Exercise directions: What does the MAC haul thread say from "No more spending" up to and including "yummy - enjoy!"? Pull out that passage word for word.

Page:
# MAC haul...I spent way too much money~



## ladyJ (Dec 24, 2008)

I went to MAC, CCO, and got a CP from TISH. 

Here's what I got...







X-rocks blush (thanks TISH)
Everson blush (thanks TISH)
Stark Naked blush 
True Romantic blush 
Motif e/s
Nocturnelle e/s
Expensive Pink e/s
Dazzlelight e/s
Amber Lights e/s
Mineralized Skinfinish Natural in Dark (for contouring)
Petticoat
So Ceylon 
Refined Golden Bronzer
Hug Me lipstick 
Brush cleaner 
109 Brush

No more spending money on MAC until Hello Kitty. I hope I can make it because I am so broke!!!


----------



## ClaireAvril (Dec 24, 2008)

looks yummy - enjoy!


----------



## Cinfulgirl (Dec 25, 2008)

Nice Haul,,
enjoy your goodies!
I need to buy me a Petticoat haha


----------



## MissResha (Dec 25, 2008)

Supplied material:
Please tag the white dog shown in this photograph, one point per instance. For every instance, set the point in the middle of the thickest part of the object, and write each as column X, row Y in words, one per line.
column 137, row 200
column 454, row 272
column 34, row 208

Solution for this task:
No more spending money on MAC until Hello Kitty. I hope I can make it because I am so broke!!!


----------



## ClaireAvril (Dec 24, 2008)

looks yummy - enjoy!